Stored data:
┏━━

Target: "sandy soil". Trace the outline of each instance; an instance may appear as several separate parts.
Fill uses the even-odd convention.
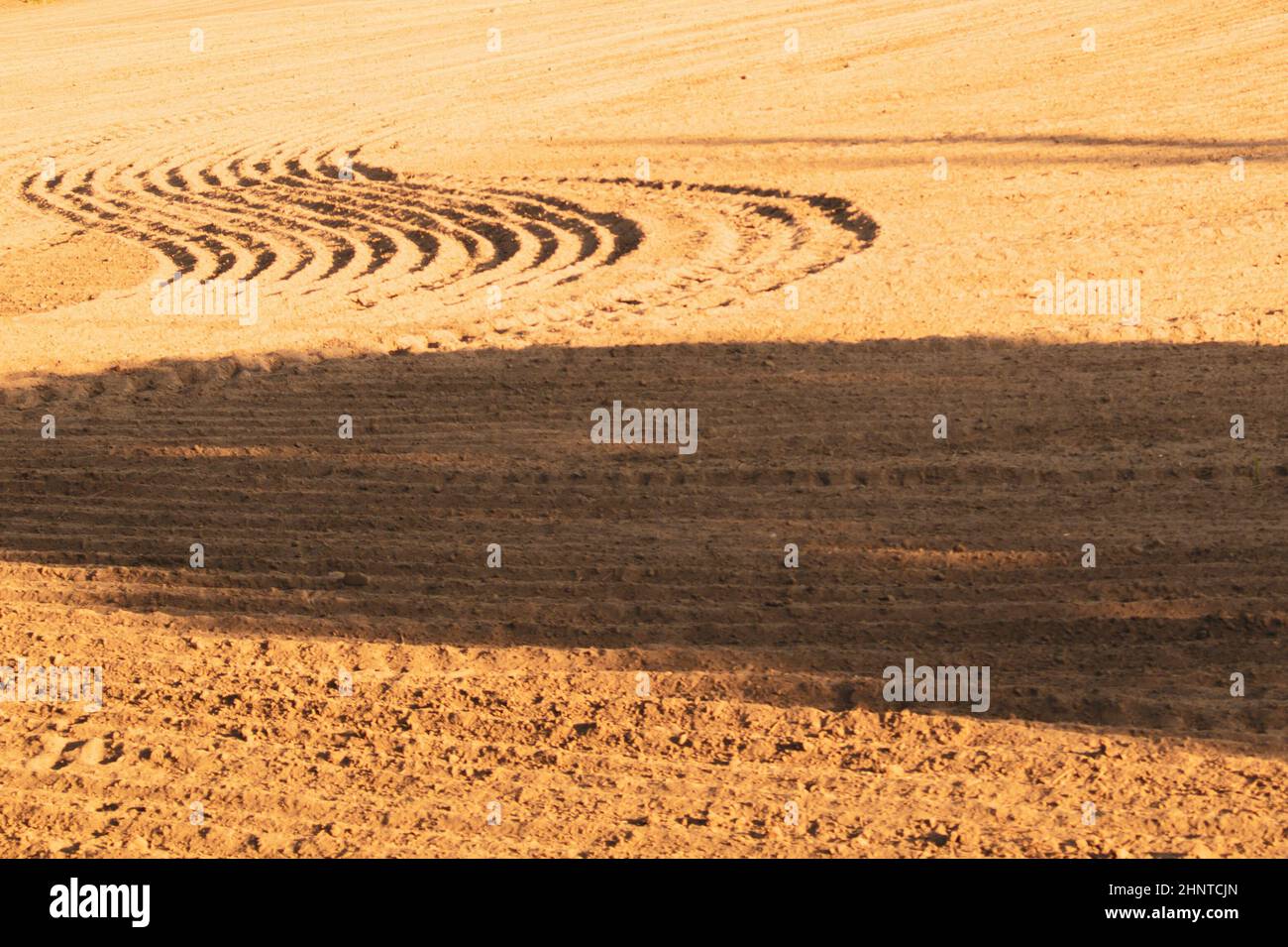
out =
[[[0,3],[0,854],[1288,854],[1285,31]]]

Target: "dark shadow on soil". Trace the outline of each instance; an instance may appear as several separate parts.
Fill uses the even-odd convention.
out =
[[[987,665],[989,718],[1283,746],[1288,349],[927,339],[273,366],[0,392],[10,600],[220,636],[592,648],[699,673],[706,697],[826,709],[889,709],[882,669],[909,657]],[[591,443],[614,399],[697,408],[697,451]]]

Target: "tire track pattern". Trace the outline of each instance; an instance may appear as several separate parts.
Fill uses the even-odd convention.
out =
[[[32,175],[22,189],[48,213],[152,247],[189,278],[263,277],[301,294],[565,286],[657,236],[684,237],[685,264],[650,267],[665,272],[649,280],[647,301],[712,286],[732,299],[824,269],[876,236],[836,197],[632,179],[462,184],[407,178],[357,153],[100,165]],[[587,193],[599,206],[587,206]],[[658,232],[647,233],[640,216]]]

┗━━

#### Problem to solve
Copy every one of the rows above word for word, leaving out the picture.

#### Result for this task
Target: "sandy soil". Trace the outline of each instance; an instance may appear as several separate parts.
Fill uses the even-odd convention.
out =
[[[0,3],[0,854],[1288,854],[1285,31]]]

Target: "dark shadow on soil". Trace the outline of each instance; an instance may appear as several separate parts.
Fill uses the even-odd convention.
out =
[[[987,665],[989,718],[1283,746],[1288,349],[927,339],[273,366],[0,392],[10,600],[220,636],[592,648],[699,673],[706,697],[826,709],[889,709],[882,669],[909,657]],[[591,443],[614,399],[697,408],[697,451]]]

Target: "tire track pattern". Trace the outline of each instance; an instance may appear as several separate parts.
Fill uses the even-odd convention.
out =
[[[32,175],[22,189],[48,213],[152,247],[189,278],[263,277],[301,294],[565,286],[657,236],[684,237],[685,264],[650,267],[665,272],[649,280],[647,301],[712,286],[732,299],[824,269],[876,236],[836,197],[632,179],[462,184],[407,178],[357,153],[100,165]],[[587,193],[599,206],[587,206]],[[658,232],[647,233],[640,216]]]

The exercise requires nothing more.